▶ _Extrait de page_
Et c’est sans compter les séquelles que le Covid-19 laisse dans les familles et les communautés. Chaque mort est une perte monumentale. Rebecca Martin le démontre en attirant l’attention sur une donnée poignante : l’augmentation du nombre d’orphelins pendant la pandémie. Selon une étude publiée en juillet dans The Lancet, 862 365 enfants de 21 pays seraient devenus orphelins ou auraient perdu un grand-parent qui avait leur garde à cause du Covid-19. C’est en Afrique du Sud, au Pérou et aux États-Unis qu’on en compte le plus.

 

QUE FAIRE DÉSORMAIS ?

En début d’année, le déploiement de vaccins très efficaces laissait entrevoir un endiguement de la mortalité liée au Covid-19. À ce jour, près de sept milliards de doses ont été injectées dans le monde. Mais le taux de vaccination demeure extrêmement bas dans certains pays. C’est dû à l’inégalité vaccinale mais aussi à la défiance envers les vaccins.

Certains pays d’Afrique ont eu beaucoup de mal à obtenir des vaccins. Seuls 8 % des habitants du continent ont reçu au moins une dose. Le taux de vaccination reste par ailleurs bas en Europe de l’Est et en Europe centrale où des campagnes de désinformation ont semé le doute.

▶ _Données de pointage sur image_

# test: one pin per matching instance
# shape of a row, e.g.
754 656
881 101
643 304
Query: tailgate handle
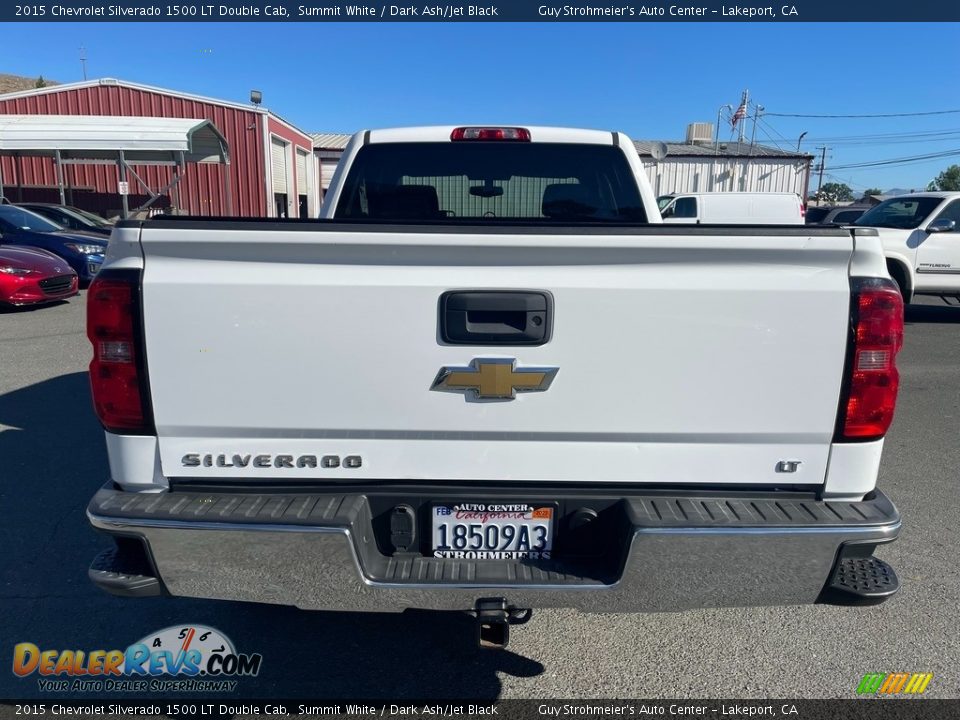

==

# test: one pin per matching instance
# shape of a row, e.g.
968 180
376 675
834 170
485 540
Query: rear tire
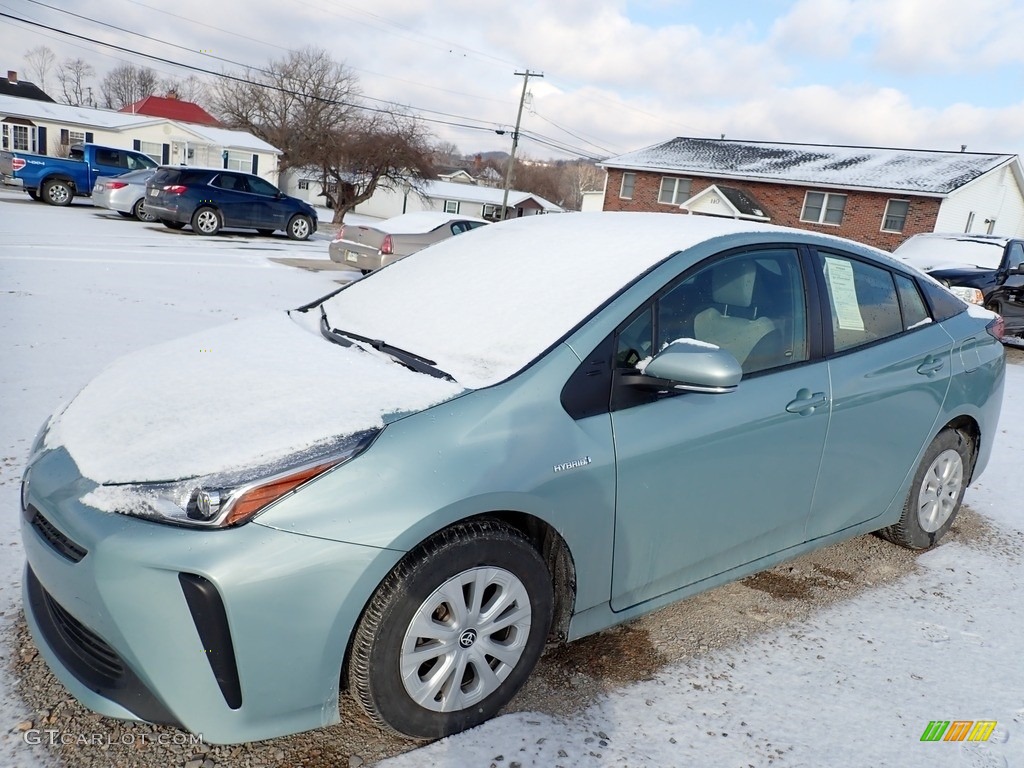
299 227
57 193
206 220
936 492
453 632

▶ _Travail demandé_
1. Selon l'extrait sur le Covid-19, quelle part des habitants de l'Afrique a reçu au moins une dose de vaccin ?
2. Prolongez l'extrait sur le Covid-19 et la vaccination à la suite de sa dernière phrase.
Ces données ne sont pas utiles ici.

▶ _Corrigé des exercices_
1. Seuls 8 % des habitants du continent ont reçu au moins une dose.

2.
Selon Christopher Mores, le faible taux de vaccination pourrait poser de gros problèmes dans les pays densément peuplés comme l’Inde, où seuls 24 % de la population est totalement vaccinée. Malgré la vague dévastatrice survenue plus tôt dans l’année, le taux d’incidence et le taux de mortalité restent étonnamment bas en Inde. C’est en partie dû à la sous-estimation du nombre de cas, bien entendu, mais cela indique aussi qu’une proportion importante d’Indiens n’ont pas été immunisés, que ce soit par l’effet d’un vaccin ou d’une infection, et que le virus finira par les atteindre.

On ne sait pas non plus comment les vaccins vont influencer le cours de la pandémie. Même dans les pays qui bénéficient d’une excellente couverture vaccinale. Cela dépendra en grande partie de l’apparition ou non de nouveaux variants et de l’application prolongée de mesures de santé publique (comme le port du masque et la distanciation sociale).

« J’ai bon espoir que les vagues que nous verrons cet hiver ferons moins de morts que les précédentes, déclare Amber D’Souza. Mais ce n’est pas garanti. » Elle explique que c’est dû au fait que le virus va continuer à circuler chez les milliards de personnes qui ne sont pas immunisées dans le monde.

Pour Rebecca Martin, la contagiosité élevée du variant Delta l’a rendu particulièrement dangereux car elle lui a permis de toucher encore plus de personnes. Et même si les vaccins actuels sont efficaces contre le variant Delta, elle craint qu’en n’améliorant pas la couverture vaccinale, on voie apparaître un variant encore plus virulent échappant complètement à la portée des vaccins.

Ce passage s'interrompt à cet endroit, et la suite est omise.